* **Extracted data entries**
┄┄┄┄┄┄

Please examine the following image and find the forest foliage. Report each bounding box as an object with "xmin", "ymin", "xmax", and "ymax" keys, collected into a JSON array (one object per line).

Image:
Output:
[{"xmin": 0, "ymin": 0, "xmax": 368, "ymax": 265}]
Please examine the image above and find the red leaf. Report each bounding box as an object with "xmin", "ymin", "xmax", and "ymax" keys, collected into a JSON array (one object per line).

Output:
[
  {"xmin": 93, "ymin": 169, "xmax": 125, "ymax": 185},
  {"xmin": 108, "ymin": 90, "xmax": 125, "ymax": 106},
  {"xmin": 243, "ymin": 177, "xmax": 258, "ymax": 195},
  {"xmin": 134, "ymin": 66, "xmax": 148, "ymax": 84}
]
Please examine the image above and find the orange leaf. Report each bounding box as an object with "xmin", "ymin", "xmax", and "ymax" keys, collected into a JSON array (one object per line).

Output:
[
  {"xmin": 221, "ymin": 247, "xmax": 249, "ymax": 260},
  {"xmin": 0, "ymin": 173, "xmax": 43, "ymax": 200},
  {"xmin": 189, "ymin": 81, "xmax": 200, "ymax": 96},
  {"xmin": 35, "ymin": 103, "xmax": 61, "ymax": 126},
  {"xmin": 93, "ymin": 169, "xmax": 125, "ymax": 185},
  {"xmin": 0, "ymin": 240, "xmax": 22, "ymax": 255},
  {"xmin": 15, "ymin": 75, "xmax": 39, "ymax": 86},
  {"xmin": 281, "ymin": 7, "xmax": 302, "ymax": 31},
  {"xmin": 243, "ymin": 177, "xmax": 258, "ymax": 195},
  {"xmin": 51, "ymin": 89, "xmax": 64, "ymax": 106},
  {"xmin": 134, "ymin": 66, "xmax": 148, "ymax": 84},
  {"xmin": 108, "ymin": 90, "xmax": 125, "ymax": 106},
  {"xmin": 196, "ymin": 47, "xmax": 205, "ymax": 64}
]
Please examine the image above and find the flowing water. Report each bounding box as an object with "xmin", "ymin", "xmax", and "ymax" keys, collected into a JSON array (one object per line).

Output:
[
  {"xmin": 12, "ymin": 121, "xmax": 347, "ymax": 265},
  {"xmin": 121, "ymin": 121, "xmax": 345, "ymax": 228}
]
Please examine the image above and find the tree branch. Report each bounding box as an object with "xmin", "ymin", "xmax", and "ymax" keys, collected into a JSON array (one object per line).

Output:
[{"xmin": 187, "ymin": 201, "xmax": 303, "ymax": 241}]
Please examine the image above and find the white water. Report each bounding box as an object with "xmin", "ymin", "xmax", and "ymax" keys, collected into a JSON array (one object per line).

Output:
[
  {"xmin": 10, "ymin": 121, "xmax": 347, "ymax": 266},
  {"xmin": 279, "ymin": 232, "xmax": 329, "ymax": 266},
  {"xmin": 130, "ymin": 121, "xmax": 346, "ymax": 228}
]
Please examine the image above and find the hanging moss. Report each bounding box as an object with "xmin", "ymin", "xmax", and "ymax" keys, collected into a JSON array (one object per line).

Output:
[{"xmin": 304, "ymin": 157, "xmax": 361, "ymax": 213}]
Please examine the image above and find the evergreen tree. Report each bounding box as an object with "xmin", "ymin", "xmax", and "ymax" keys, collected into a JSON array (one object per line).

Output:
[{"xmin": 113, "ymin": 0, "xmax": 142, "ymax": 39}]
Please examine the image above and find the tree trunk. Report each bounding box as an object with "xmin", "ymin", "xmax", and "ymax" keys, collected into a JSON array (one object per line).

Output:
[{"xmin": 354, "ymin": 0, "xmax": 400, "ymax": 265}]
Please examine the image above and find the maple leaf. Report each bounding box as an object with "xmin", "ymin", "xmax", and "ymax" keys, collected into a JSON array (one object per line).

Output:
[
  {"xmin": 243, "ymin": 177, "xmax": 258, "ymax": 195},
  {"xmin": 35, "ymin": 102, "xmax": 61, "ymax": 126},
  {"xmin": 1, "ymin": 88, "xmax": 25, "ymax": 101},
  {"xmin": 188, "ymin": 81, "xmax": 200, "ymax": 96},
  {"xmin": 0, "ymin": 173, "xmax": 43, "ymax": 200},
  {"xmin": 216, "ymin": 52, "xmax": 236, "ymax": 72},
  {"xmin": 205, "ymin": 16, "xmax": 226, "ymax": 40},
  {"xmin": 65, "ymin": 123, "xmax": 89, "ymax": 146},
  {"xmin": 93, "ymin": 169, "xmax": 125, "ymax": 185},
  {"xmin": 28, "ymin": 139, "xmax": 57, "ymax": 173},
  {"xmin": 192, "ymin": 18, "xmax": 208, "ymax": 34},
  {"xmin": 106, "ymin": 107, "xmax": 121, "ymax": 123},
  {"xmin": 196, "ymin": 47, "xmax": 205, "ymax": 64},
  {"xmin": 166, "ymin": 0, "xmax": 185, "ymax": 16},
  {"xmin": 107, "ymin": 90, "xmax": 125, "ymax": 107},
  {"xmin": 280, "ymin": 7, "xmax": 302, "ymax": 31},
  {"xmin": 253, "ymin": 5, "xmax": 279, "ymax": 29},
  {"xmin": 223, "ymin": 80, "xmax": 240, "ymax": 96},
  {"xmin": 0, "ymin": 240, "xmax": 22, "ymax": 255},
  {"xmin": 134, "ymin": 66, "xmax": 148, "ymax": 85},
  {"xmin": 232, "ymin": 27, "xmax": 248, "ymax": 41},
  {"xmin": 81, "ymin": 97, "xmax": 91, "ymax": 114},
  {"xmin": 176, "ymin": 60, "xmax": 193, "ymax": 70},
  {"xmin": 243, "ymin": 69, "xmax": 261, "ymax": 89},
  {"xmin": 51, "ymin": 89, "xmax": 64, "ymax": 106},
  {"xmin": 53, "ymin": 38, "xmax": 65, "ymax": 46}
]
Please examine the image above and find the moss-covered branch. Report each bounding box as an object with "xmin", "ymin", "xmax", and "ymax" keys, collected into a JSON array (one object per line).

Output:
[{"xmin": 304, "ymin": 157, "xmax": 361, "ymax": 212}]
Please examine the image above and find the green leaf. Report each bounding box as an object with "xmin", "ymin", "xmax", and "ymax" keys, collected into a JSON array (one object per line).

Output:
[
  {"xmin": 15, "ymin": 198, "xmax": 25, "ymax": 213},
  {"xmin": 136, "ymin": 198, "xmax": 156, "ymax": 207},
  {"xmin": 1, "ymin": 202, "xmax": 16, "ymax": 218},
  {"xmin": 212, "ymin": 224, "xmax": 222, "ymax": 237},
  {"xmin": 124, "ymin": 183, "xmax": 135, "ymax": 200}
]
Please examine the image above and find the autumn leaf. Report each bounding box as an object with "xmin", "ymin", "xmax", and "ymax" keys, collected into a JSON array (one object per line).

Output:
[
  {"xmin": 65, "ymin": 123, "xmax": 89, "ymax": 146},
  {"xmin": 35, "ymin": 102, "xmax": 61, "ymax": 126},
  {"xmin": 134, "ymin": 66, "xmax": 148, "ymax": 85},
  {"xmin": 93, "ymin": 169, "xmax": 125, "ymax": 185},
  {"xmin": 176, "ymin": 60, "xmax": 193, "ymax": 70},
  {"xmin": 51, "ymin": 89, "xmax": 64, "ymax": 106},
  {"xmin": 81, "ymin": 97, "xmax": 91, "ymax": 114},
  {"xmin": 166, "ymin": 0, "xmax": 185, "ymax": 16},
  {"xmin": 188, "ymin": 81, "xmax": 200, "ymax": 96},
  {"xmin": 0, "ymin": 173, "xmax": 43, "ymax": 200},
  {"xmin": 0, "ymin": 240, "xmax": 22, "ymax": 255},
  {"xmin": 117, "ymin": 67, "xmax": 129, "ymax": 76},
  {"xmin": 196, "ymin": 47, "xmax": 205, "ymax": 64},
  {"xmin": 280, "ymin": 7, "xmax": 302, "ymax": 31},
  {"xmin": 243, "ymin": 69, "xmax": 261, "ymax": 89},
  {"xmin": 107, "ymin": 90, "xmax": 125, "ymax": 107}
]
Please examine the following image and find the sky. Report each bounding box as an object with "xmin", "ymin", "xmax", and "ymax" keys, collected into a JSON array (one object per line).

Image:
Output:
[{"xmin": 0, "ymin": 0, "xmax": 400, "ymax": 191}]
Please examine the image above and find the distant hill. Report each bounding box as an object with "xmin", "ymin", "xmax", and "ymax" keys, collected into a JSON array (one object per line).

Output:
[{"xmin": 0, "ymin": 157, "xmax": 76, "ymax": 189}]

┄┄┄┄┄┄

* **Task requirements**
List each line of the records above that contains the string "branch". Case counts.

* **Task response**
Please examine the image above and find the tree branch. Report each bounding box as an object with "xmin", "ymin", "xmax", and "ymax" keys, collected into a JSON array (one object per line).
Please examine the image above and find the moss-covered branch. Report each bounding box as an object with "xmin", "ymin", "xmax", and "ymax" keys, collected into a JSON array (one object per line).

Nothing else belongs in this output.